## TASK GOAL
Restate the entries below in full, exactly as they read, but without pictures.
#####
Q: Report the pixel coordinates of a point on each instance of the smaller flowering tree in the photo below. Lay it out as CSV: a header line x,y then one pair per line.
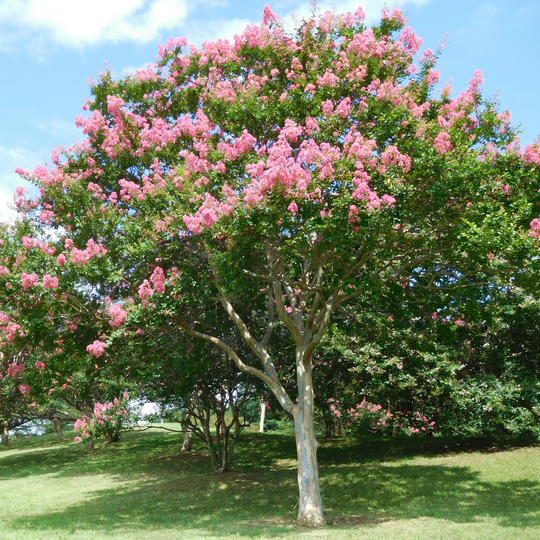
x,y
108,421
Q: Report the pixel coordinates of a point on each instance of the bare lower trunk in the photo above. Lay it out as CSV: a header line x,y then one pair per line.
x,y
310,512
5,435
90,448
263,415
58,429
186,433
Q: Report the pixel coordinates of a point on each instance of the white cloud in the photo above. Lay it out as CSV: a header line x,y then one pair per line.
x,y
77,23
200,31
10,159
61,130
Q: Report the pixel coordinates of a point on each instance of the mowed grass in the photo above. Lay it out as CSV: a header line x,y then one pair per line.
x,y
143,488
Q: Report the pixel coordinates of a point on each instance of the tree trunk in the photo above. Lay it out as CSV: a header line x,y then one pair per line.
x,y
58,428
310,512
5,435
263,414
186,433
90,448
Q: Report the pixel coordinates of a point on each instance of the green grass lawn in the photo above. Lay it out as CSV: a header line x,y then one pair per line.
x,y
376,488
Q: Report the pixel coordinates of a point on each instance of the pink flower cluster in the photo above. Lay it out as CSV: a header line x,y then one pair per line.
x,y
83,256
28,280
50,282
97,348
158,280
118,315
15,370
107,420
#####
## OUTPUT OF THE TASK
Q: Report the pixel coordinates of a point on each instance of the smaller flowering tree in the photo below. Lay it out as CSV: a header line x,y then one pair per line.
x,y
108,421
Q: Report the pixel coordinates of a point on each instance of the bare lower trunk in the photo above. Lay it out as CSV: a header line x,y then one pair per line.
x,y
310,512
5,435
90,448
263,415
58,429
186,433
Q: Report the pixel coordinates of a point on each instance of the white cloud in the photo above. Lay it out as CSV: a header line x,y then one pair per line.
x,y
77,23
200,31
10,159
61,130
Q: Report the pixel coordinates of a point on each instance of the mowed grass in the photo above. Lay it out as CSV: a header line x,y then one pair per line.
x,y
143,488
Q: Report the pixel coordinates of a point on each instance of the tree trunk in the photo above. Lay it out as CSV: a header line x,y then one pair per line.
x,y
58,428
310,512
5,435
263,414
186,433
90,448
Q: Report the pixel coordinates of a point on each instance of the green grass lawn in the photo above. Lay it out as CSV: a header line x,y then one pair per line.
x,y
376,488
Q: Report the pixel coordinates of a point on each instance of the pink flower cluster in the photo above. Lay it out as CSV: a header line x,y then one pair per line.
x,y
83,256
28,280
50,282
97,348
158,280
118,315
15,370
107,420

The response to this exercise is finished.